(Records from a dataset)
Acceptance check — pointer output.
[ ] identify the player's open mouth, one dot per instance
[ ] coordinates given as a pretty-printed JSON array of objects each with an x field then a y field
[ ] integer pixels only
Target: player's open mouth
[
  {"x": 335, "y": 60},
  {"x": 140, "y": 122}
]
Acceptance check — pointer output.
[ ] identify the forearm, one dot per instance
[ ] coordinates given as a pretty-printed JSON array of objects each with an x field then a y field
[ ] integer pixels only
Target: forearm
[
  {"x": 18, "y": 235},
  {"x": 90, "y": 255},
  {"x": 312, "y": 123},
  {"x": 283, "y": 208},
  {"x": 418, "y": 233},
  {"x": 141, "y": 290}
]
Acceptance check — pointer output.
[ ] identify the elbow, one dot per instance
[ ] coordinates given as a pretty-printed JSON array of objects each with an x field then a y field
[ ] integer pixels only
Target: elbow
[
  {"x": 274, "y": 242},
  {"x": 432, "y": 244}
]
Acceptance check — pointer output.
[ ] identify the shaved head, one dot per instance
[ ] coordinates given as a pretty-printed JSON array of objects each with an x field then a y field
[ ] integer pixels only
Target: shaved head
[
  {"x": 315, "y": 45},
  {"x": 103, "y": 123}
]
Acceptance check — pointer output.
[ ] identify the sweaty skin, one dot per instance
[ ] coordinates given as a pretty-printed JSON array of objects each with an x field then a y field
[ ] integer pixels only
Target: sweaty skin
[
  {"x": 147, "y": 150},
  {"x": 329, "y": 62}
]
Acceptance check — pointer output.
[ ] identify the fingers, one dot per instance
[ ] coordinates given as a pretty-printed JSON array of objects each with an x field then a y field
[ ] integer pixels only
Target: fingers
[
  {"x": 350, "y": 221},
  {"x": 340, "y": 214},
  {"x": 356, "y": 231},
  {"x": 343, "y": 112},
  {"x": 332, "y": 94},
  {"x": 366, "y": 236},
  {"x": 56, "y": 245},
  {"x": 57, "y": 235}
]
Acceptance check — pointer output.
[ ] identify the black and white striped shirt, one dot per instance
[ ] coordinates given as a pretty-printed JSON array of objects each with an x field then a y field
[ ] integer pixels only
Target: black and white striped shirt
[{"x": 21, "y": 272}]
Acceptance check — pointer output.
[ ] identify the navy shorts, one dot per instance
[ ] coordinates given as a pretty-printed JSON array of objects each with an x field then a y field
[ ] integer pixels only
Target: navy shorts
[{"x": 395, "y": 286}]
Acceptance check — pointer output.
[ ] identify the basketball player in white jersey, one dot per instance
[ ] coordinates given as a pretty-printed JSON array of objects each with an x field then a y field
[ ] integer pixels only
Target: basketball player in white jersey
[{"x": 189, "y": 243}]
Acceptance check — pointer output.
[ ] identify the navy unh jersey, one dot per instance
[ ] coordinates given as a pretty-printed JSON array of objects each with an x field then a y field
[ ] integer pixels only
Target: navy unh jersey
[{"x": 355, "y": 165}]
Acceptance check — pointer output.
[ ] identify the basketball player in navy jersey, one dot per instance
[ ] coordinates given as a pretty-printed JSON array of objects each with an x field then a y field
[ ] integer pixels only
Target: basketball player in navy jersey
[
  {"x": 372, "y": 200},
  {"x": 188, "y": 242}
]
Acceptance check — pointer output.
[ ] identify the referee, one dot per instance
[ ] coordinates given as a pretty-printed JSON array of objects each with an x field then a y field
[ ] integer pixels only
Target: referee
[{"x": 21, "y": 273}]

What is being asked:
Using the data above, print every record exactly as shown.

Reply to the task:
Acceptance check — pointer output.
[ ] identify the player's open mouth, one dot per instance
[ ] coordinates given as a pretty-printed JSON array of objects each with an x field then a y field
[ ] integer pixels only
Target: player's open mouth
[
  {"x": 335, "y": 60},
  {"x": 140, "y": 122}
]
Acceptance check — pointer output.
[ ] identify the forearm, one dot per instance
[ ] coordinates given as a pretty-printed JSON array of objects each with an x field then a y field
[ ] integer pixels only
Target: forearm
[
  {"x": 18, "y": 235},
  {"x": 90, "y": 255},
  {"x": 312, "y": 123},
  {"x": 283, "y": 208},
  {"x": 418, "y": 233},
  {"x": 141, "y": 290}
]
Acceptance check — pointer output.
[ ] identify the elbow, one dot per instance
[ ] coordinates given as a pretty-printed JSON array of objects each with an x field then a y field
[ ] integer pixels only
Target: elbow
[
  {"x": 274, "y": 242},
  {"x": 432, "y": 244}
]
Acceptance check — pointer output.
[ ] identify the shaved head, one dot per instance
[ ] coordinates given as a pretty-printed JSON array of objects each with an x field then a y field
[ ] integer pixels only
Target: shaved head
[
  {"x": 315, "y": 45},
  {"x": 103, "y": 123}
]
Acceptance check — pointer output.
[ ] identify the sweaty skin, one dot per instance
[ ] coordinates given as a pretty-printed JSON array of objects each with an x field then a y field
[ ] integer pixels only
Target: sweaty skin
[
  {"x": 147, "y": 150},
  {"x": 329, "y": 62}
]
Acceptance check — pointer output.
[ ] identify the fingers, one dot per instance
[ ] coordinates given as a pretty-printed JSON array of objects each with an x field then a y field
[ ] integer pixels only
Target: fingers
[
  {"x": 350, "y": 221},
  {"x": 340, "y": 214},
  {"x": 356, "y": 231},
  {"x": 343, "y": 112},
  {"x": 332, "y": 94},
  {"x": 366, "y": 236},
  {"x": 56, "y": 245},
  {"x": 57, "y": 235}
]
Acceptance check — pointer output.
[ ] identify the black and white striped shirt, one dot per instance
[ ] coordinates given as a pretty-printed JSON array of objects each with an x field then a y field
[ ] integer pixels only
Target: black and white striped shirt
[{"x": 21, "y": 272}]
Acceptance check — pointer output.
[ ] identify the navy shorts, one dot per instance
[ ] coordinates given as a pretty-printed JSON array of objects each with an x field then a y field
[ ] integer pixels only
Target: navy shorts
[{"x": 395, "y": 286}]
Acceptance check — pointer output.
[ ] identify the basketball player in white jersey, one dot per instance
[ ] coordinates given as a pretty-printed JSON array of objects each with an x field then a y field
[ ] integer pixels only
Target: basketball player in white jersey
[{"x": 189, "y": 243}]
Acceptance check — pointer output.
[ ] identify the navy unh jersey, one dot per instance
[ ] coordinates given as a pretty-printed JSON array of objects each with an x field then a y field
[ ] integer pixels only
Target: navy unh jersey
[{"x": 355, "y": 165}]
Acceptance check — pointer output.
[ ] identify the basketball player in navy jersey, one dot per instance
[ ] coordinates given as a pretty-printed JSON array of objects each with an x field then a y field
[ ] integer pixels only
Target: basketball player in navy jersey
[
  {"x": 372, "y": 200},
  {"x": 188, "y": 242}
]
Acceptance check — pointer output.
[ ] identify the referee, one dot per instance
[ ] coordinates given as a pretty-printed JSON array of objects each with an x field then a y field
[ ] integer pixels only
Target: referee
[{"x": 21, "y": 273}]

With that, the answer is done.